## [Challenge 1]
According to the forum thread, which show were the Wheeler Players starting when Jim first posted?
## [Challenge 2]
Please arrange the entries as a JSON list of strings with one string per line and blank lines omitted, starting at the beginning of the entries and ending at the line that contains "<point>184,63</point>", with both ends included.

Start Extract to read

# Amateur theatre in Nashua, NH



## JIMinNH (Apr 16, 2009)

Hello, I am new to the board. I am the tech director for the Wheeler Players in Southern NH/Northern MA (just north of Boston). I have professional experience, but it took my kids' wanting to try theatre to get me back into it. Now I spend my weekends sketching, sawing and painting. Recent shows are Godspell, High School Musical (with ActorSingers), Aladdin Jr., Christmas Stories (an original local production), and we are currently starting Beauty and the Beast. If anyone has ideas for BATB Jr. I'd love to see pictures or hear about them.

Thanks.

JIM MAIL - Nashua, NH


----------



## DaveySimps (Apr 16, 2009)

Welcome Jim! Great to have you here. Be sure to check out the Wiki and the search function. If you would not mind telling us where you heard about the site, that would be great. We can be a nosy bunch around here. Enjoy CB!

~Dave


----------



## JimNH (May 30, 2009)

OK - we just had opening night. I had to reregister for the site 'cause I forgot my password...doh.

The show went well, and I am pretty happy with the set - a VERY small stage for such a big costume drama.

I will post some pics to flickr of set design - but here's a link to a few of the pics. I did all the construction and painting - not much for this space.

Flickr: anastasitom's Photostream

JIM in NH


----------

End Extract to read
Start Records supplied

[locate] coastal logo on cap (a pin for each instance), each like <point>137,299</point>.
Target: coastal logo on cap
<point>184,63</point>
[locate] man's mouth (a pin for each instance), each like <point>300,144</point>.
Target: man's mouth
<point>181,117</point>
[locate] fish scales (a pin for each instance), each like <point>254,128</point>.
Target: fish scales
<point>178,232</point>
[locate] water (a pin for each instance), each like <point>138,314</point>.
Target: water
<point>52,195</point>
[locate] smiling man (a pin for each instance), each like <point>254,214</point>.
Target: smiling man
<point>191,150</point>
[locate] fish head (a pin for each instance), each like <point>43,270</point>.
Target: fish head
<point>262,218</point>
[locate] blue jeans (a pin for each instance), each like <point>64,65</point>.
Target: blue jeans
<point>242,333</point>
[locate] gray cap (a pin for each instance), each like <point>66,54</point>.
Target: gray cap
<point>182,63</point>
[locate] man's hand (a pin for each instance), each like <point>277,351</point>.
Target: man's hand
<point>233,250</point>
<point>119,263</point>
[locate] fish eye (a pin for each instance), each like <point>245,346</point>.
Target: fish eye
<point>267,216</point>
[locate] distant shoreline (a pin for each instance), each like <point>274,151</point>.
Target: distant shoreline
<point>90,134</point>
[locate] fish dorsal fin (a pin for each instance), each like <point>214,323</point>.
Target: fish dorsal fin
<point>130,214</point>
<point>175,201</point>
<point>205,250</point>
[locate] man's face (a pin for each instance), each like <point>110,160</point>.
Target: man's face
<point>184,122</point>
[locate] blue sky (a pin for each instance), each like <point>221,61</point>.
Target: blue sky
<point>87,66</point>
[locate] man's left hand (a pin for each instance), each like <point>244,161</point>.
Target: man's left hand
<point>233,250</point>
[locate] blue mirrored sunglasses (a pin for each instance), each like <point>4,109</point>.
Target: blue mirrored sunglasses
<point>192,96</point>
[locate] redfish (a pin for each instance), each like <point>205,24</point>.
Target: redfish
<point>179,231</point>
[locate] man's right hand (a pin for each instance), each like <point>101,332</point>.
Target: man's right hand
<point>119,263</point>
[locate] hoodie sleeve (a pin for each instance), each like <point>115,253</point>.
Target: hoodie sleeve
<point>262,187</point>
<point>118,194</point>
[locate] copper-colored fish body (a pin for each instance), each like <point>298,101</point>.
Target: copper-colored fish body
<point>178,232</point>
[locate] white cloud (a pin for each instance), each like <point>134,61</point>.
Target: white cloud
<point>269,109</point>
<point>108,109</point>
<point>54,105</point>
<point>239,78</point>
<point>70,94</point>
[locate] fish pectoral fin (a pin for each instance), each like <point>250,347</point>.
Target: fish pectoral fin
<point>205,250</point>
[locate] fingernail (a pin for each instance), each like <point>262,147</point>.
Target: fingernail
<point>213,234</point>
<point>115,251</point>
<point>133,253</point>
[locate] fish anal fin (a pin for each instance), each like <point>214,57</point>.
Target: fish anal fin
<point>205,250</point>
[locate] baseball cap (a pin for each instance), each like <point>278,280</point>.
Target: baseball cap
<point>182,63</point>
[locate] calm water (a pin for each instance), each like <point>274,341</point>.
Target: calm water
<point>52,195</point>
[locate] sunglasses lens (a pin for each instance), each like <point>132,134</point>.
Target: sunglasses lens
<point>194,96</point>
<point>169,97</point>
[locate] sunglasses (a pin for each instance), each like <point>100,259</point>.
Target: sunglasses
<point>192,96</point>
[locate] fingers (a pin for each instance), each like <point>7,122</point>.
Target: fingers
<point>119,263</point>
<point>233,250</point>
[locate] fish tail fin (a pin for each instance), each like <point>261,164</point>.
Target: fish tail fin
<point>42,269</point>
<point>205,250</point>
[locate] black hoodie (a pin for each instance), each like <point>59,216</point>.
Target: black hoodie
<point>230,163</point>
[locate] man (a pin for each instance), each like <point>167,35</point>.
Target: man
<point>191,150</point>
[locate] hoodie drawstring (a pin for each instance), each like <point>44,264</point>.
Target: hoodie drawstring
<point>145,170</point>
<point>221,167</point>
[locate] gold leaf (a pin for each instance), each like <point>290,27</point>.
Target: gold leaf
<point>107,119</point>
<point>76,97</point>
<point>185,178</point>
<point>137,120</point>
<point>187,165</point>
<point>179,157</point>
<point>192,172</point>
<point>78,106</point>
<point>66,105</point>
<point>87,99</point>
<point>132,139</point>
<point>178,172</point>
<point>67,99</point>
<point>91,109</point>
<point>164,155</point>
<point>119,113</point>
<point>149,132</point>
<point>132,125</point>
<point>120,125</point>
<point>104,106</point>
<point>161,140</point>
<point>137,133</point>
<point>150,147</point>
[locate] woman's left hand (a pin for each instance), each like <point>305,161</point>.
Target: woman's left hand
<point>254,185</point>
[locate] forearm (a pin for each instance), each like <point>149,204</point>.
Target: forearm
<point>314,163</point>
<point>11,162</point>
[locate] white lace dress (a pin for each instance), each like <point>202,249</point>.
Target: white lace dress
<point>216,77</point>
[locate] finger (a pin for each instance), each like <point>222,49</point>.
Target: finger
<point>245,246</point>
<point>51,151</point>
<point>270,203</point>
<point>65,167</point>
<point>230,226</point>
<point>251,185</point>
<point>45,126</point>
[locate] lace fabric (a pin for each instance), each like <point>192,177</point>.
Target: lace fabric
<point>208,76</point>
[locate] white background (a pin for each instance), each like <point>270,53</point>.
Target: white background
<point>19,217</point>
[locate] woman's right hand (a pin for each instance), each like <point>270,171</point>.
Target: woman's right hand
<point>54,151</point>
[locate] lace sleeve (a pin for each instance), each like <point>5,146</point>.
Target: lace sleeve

End Records supplied

## [Exercise output 1]
Beauty and the Beast

## [Exercise output 2]
[
  "[locate] coastal logo on cap (a pin for each instance), each like <point>137,299</point>.",
  "Target: coastal logo on cap",
  "<point>184,63</point>"
]